▶ [WHAT NEEDS TO BE DONE]: Copy out each of the entries below word for word, keeping every line as it appears.

▶ [DATASET CONTENT]:
= = = = = = =
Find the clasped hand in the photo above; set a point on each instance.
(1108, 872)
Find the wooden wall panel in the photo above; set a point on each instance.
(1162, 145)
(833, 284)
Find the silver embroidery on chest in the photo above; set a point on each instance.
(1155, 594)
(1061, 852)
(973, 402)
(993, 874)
= = = = = = =
▶ [ANSWER TO THIS EXERCISE]:
Find the clasped hand in the photo above; set a point on each instance.
(1108, 872)
Find the wooden wall panel in the photo above; set a point on each instance.
(1162, 145)
(833, 284)
Find the silver embroidery on chest in the photo above; set a point on each instance.
(1155, 594)
(1061, 852)
(973, 402)
(993, 874)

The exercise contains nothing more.